题目设定>
请缩放从含有“request = locate the black”的那一行起至全部条目末尾（含两端）的各行，重新写出这些行，请求一并保留。答案中的每个坐标值乘以0.7后四舍五入取整（0.5一律进位），请求及其格式示例中的数字保持不变，且仅输出这些行。
────────
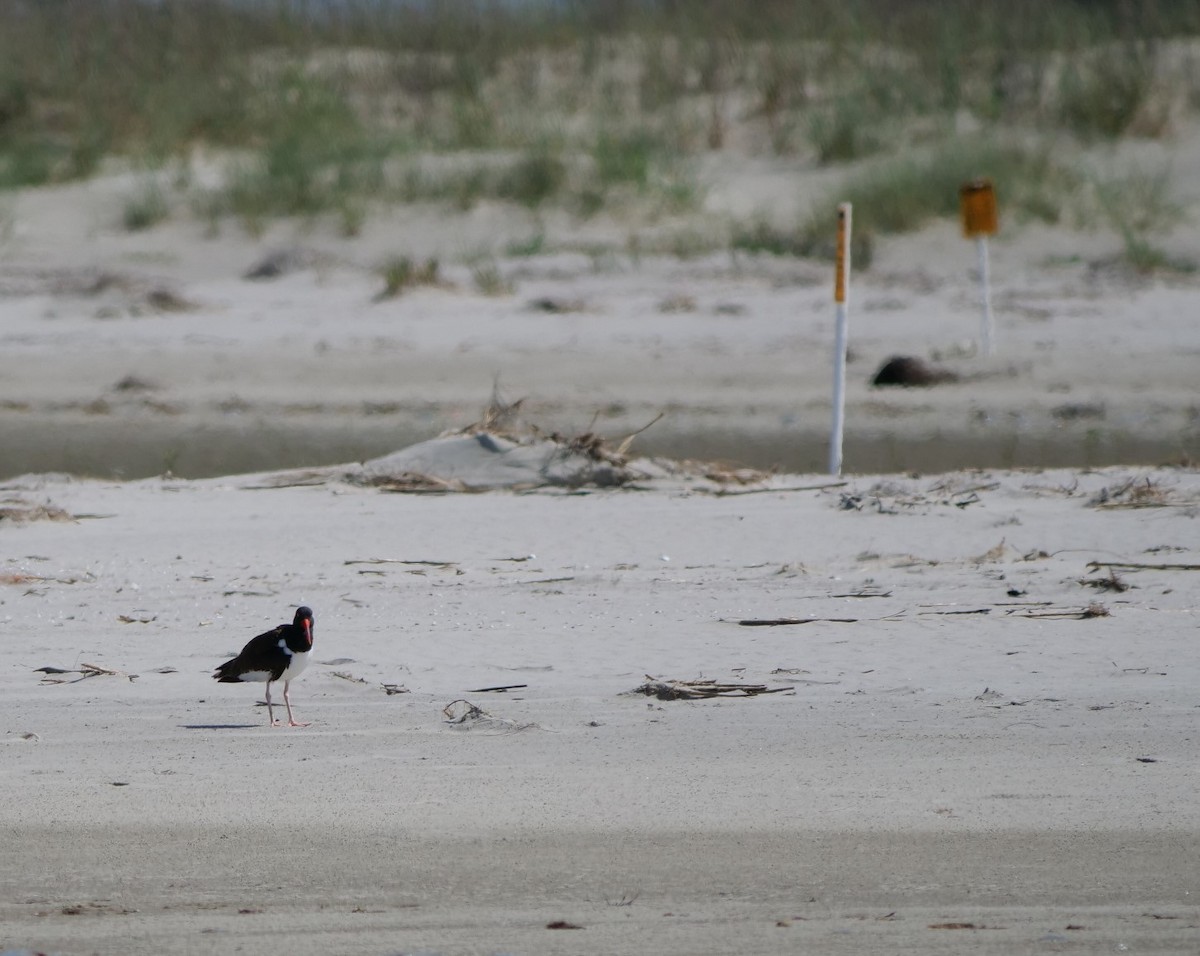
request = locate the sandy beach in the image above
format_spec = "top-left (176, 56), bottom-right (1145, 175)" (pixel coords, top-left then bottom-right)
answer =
top-left (0, 53), bottom-right (1200, 956)
top-left (0, 460), bottom-right (1200, 954)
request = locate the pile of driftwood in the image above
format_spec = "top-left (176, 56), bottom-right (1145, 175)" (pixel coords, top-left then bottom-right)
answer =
top-left (632, 674), bottom-right (796, 701)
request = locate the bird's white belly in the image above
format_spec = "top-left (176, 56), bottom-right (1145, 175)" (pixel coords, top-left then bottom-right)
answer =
top-left (280, 650), bottom-right (308, 680)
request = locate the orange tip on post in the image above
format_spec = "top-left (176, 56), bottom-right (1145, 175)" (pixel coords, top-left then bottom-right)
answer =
top-left (959, 179), bottom-right (1000, 239)
top-left (833, 203), bottom-right (850, 302)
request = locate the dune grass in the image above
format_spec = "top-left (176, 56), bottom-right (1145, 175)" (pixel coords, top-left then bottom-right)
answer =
top-left (0, 0), bottom-right (1200, 242)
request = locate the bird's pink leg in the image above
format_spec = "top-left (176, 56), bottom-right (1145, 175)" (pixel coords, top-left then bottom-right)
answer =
top-left (283, 680), bottom-right (308, 727)
top-left (266, 681), bottom-right (280, 727)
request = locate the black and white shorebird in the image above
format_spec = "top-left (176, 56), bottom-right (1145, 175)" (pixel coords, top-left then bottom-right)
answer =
top-left (212, 607), bottom-right (312, 727)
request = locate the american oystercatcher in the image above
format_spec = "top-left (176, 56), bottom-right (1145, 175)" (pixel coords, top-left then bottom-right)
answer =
top-left (212, 607), bottom-right (312, 727)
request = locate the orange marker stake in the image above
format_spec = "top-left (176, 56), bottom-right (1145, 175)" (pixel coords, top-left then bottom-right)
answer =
top-left (959, 179), bottom-right (1000, 356)
top-left (829, 203), bottom-right (851, 475)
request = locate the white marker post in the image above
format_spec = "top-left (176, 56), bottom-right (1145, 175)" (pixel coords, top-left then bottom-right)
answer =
top-left (829, 203), bottom-right (851, 475)
top-left (959, 179), bottom-right (997, 357)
────────
练习结果>
request = locate the black and white shorebird in the image above
format_spec = "top-left (176, 56), bottom-right (1145, 175)" (pixel coords, top-left then bottom-right)
answer =
top-left (148, 425), bottom-right (218, 509)
request = locate the american oystercatcher in the image above
format_spec = "top-left (176, 56), bottom-right (1145, 175)" (pixel coords, top-left then bottom-right)
answer =
top-left (148, 425), bottom-right (218, 509)
request = locate the orange marker stake in the image above
format_spec = "top-left (176, 56), bottom-right (1145, 175)" (pixel coords, top-left then bottom-right)
answer =
top-left (671, 125), bottom-right (700, 249)
top-left (580, 142), bottom-right (596, 333)
request = locate the white marker post in the image above
format_spec = "top-left (176, 56), bottom-right (1145, 175)" (pixel coords, top-left then bottom-right)
answer =
top-left (580, 142), bottom-right (596, 333)
top-left (671, 125), bottom-right (698, 250)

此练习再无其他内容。